§ **AIM OF THE TASK**:
Transcribe the following rows without any change, starting with the line that contains "Where can you find the woman's" and going on through the line that contains "<point>209,224</point>", including both of those lines.

§ **PROVIDED RECORDS**:
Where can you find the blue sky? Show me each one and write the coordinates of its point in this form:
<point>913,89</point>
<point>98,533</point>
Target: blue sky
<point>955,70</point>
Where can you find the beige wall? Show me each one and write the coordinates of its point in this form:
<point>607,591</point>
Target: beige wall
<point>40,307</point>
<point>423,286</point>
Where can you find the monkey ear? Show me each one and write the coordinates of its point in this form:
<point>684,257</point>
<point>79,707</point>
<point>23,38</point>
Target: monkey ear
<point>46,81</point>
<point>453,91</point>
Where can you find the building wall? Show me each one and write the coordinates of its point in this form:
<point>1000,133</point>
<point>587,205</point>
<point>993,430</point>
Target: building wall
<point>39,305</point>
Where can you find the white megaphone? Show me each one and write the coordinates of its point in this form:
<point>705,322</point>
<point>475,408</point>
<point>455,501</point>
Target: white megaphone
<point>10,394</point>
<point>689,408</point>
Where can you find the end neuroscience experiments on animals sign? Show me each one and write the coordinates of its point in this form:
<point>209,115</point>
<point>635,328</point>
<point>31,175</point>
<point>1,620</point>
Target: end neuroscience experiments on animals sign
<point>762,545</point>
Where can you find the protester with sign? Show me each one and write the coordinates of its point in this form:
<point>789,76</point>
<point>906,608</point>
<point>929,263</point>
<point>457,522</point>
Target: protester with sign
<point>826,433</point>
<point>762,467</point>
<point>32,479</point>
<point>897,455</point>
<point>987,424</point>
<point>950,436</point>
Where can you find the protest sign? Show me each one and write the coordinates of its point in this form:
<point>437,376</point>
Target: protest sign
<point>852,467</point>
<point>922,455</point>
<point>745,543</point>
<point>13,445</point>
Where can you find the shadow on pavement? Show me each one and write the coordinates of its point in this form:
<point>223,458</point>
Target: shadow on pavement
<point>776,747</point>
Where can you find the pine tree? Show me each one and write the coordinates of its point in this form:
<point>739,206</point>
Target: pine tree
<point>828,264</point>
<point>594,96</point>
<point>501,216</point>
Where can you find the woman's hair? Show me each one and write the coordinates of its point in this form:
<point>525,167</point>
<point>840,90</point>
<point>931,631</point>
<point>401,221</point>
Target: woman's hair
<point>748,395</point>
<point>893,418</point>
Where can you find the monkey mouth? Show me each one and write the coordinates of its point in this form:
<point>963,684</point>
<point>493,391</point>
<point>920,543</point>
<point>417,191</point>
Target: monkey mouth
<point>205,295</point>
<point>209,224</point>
--
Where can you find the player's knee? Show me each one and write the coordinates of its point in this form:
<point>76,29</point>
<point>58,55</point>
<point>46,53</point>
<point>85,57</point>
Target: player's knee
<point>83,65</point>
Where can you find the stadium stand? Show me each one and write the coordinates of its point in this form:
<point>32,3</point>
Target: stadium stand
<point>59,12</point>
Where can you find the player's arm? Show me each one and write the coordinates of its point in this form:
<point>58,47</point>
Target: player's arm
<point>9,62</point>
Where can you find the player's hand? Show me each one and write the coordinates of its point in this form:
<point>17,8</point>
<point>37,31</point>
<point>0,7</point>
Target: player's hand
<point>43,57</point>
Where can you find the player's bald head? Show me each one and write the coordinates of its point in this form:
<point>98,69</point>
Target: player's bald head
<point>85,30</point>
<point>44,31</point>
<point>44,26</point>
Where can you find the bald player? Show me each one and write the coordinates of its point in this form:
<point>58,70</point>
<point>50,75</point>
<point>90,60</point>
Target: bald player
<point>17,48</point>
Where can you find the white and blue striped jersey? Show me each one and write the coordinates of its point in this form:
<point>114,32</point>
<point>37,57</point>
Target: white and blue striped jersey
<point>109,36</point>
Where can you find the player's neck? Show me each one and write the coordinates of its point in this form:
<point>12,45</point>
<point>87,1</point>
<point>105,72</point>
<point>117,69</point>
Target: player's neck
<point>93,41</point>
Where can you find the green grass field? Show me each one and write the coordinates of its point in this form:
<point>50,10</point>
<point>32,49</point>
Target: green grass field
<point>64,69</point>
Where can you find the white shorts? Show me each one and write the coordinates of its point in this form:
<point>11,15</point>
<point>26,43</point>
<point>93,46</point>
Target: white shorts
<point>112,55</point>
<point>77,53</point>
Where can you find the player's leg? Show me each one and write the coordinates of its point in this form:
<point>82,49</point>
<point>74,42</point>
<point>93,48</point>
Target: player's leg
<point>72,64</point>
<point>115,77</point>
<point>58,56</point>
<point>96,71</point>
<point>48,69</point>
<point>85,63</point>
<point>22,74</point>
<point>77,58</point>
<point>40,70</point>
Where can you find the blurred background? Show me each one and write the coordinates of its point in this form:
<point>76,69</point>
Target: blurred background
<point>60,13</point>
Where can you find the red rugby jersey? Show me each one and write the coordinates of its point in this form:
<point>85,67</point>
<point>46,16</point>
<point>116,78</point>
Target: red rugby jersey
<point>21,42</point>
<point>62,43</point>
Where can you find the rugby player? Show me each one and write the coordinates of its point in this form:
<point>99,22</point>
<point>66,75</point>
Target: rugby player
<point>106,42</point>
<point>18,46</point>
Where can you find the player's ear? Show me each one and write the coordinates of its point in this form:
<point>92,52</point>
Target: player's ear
==
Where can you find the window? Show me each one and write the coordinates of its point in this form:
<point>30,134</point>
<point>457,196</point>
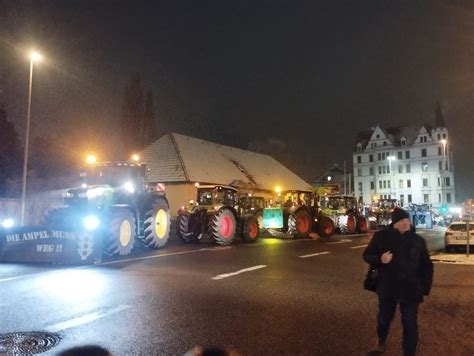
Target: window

§ **WRITTEN REPLY**:
Where can you find the woman's hair? Show me each one and write the coordinates of its point in this form:
<point>525,167</point>
<point>840,90</point>
<point>931,631</point>
<point>401,221</point>
Target: woman's hair
<point>748,395</point>
<point>893,418</point>
Where can you find the monkey mouth? Show me each one and write the coordinates of its point in this form:
<point>963,684</point>
<point>493,391</point>
<point>920,543</point>
<point>417,191</point>
Target: monkey mouth
<point>205,295</point>
<point>209,224</point>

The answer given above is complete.